Face à la fratrie à nouveau rassemblée dans son bureau en présence de leur mère, la juge avance cette proposition dans un silence glacé. Chacun des enfants se précipite pour être le premier à aider la vieille châtelaine à se relever. L’une des sœurs dit en prenant congé : « L’important, c’est que ça reste en famille. Parce que voyez-vous, madame le juge, nous sommes très famille. »

« Il ne s’agit pas d’interdire à quelqu’un d’être trapéziste, juste de lui éviter de se faire mal quand il tombe »






Dans le monde des tutelles, la question de l’argent se glisse partout. Il y a du Bettencourt tous les jours, les zéros en moins, à ces audiences. Dans la volonté de « protection » exprimée par les enfants à l’appui d’une demande de placement sous tutelle ou curatelle d’un père ou d’une mère, quelle est la part de celle, moins avouable, de préserver leur héritage ?

On a vu un juge rappeler avec courtoisie mais fermeté à l’un de ces demandeurs, qui s’inquiétait des dépenses considérables de sa sœur en jetons de casino, que son rôle était « de protéger la liberté, pas les intérêts successoraux ». « Mais il faut que ça reste dans une mesure raisonnable », a répliqué le frère, qui, lui, semblait l’être beaucoup. « Votre sœur a toujours vécu en prenant des risques. C’est son mode de vie. Il ne s’agit pas d’interdire à quelqu’un d’être trapéziste, juste de lui éviter de se faire mal quand il tombe. »

« Si je lui donne plus, il le boit ! »

|---|

ACTIVITÉ: Recopiez le passage du texte sur les tutelles, de « Face à la fratrie » à « préserver leur héritage ? ».

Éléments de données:
|---|

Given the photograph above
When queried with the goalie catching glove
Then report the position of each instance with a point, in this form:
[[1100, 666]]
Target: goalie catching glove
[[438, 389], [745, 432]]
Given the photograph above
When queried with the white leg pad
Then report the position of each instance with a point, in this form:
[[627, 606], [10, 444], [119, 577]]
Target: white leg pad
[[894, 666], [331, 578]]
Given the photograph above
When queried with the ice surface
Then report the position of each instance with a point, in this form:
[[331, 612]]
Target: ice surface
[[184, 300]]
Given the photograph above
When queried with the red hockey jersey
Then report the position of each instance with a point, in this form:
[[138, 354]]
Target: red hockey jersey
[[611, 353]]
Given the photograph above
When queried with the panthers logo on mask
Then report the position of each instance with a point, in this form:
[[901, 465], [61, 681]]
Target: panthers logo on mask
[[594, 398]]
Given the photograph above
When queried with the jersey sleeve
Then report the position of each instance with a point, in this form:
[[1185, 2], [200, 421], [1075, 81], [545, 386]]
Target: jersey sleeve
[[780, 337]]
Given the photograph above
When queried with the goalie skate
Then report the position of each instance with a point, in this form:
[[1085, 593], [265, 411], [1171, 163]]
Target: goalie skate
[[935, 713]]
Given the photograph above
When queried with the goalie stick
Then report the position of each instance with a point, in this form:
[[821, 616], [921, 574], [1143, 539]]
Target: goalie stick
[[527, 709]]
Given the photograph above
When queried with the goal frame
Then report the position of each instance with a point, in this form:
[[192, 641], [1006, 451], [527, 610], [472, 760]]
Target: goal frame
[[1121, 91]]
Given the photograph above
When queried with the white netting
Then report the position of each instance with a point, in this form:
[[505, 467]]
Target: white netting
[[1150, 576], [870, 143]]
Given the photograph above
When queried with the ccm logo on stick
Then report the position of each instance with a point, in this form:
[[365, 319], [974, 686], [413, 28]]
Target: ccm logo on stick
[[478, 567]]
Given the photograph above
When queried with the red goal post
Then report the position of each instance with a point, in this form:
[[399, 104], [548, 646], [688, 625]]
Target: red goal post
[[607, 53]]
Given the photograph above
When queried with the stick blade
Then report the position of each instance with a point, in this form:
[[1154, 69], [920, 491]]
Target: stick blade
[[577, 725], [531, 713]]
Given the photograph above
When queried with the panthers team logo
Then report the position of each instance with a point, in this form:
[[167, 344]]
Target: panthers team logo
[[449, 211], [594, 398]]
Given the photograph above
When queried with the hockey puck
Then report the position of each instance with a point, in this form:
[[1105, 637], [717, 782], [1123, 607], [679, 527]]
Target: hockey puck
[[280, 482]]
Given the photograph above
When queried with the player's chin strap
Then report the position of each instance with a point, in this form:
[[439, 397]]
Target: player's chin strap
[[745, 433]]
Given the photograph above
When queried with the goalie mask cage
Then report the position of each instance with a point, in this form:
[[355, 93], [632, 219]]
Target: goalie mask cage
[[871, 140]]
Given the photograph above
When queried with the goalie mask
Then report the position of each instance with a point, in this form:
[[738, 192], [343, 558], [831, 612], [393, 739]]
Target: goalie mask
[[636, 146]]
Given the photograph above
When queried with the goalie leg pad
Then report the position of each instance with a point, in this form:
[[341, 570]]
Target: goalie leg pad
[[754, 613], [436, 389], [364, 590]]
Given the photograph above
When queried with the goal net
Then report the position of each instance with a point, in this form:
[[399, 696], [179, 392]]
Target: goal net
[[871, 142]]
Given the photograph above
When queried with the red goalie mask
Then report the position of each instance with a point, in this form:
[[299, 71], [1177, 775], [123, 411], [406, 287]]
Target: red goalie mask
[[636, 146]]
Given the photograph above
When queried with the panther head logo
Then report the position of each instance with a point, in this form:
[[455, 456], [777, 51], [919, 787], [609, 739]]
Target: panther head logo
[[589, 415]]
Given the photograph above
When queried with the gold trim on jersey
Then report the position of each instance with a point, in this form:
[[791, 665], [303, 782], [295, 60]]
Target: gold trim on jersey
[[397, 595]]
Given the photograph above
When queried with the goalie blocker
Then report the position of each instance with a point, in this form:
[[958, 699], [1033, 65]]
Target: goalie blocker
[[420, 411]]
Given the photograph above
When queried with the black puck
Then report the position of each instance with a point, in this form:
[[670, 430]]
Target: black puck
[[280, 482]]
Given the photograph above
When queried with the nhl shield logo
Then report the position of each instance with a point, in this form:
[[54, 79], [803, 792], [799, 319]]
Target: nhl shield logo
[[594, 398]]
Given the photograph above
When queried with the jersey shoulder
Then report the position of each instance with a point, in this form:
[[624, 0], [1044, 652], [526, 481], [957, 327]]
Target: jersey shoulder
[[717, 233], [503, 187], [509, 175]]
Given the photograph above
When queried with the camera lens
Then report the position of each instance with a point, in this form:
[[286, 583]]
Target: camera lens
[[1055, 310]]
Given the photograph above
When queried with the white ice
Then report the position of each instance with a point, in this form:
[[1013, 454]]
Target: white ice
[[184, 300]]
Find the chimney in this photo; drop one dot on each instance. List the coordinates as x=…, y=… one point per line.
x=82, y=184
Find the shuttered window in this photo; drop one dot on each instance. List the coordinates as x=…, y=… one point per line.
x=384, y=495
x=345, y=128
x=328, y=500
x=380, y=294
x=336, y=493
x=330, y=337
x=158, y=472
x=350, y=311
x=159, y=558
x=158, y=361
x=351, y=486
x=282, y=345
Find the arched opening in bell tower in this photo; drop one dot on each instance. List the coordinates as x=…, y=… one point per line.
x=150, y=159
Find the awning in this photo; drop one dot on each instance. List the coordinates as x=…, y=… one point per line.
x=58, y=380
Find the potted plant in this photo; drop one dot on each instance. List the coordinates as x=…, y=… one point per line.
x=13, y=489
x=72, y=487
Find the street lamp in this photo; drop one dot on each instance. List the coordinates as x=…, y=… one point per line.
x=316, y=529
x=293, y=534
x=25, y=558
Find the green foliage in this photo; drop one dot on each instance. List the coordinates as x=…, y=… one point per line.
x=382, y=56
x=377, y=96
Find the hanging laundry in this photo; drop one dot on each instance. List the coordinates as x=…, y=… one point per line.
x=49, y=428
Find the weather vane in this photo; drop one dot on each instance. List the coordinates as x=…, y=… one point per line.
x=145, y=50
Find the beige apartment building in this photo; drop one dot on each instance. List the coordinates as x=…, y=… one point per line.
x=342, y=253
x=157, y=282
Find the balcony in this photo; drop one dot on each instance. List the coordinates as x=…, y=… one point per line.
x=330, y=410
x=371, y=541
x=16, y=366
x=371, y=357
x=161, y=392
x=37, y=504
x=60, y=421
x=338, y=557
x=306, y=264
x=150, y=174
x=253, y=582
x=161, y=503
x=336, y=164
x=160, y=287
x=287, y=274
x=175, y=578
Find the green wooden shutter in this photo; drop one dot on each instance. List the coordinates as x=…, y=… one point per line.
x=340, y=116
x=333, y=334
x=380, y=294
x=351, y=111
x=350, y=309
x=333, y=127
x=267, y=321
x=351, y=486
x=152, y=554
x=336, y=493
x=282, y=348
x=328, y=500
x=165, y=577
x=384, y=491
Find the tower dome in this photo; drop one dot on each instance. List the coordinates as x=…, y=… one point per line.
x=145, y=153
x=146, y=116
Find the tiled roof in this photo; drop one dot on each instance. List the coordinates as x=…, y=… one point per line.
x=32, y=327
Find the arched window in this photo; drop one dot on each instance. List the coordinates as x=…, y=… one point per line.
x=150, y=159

|---|

RÉPONSE ATTENDUE:
Face à la fratrie à nouveau rassemblée dans son bureau en présence de leur mère, la juge avance cette proposition dans un silence glacé. Chacun des enfants se précipite pour être le premier à aider la vieille châtelaine à se relever. L’une des sœurs dit en prenant congé : « L’important, c’est que ça reste en famille. Parce que voyez-vous, madame le juge, nous sommes très famille. »

« Il ne s’agit pas d’interdire à quelqu’un d’être trapéziste, juste de lui éviter de se faire mal quand il tombe »






Dans le monde des tutelles, la question de l’argent se glisse partout. Il y a du Bettencourt tous les jours, les zéros en moins, à ces audiences. Dans la volonté de « protection » exprimée par les enfants à l’appui d’une demande de placement sous tutelle ou curatelle d’un père ou d’une mère, quelle est la part de celle, moins avouable, de préserver leur héritage ?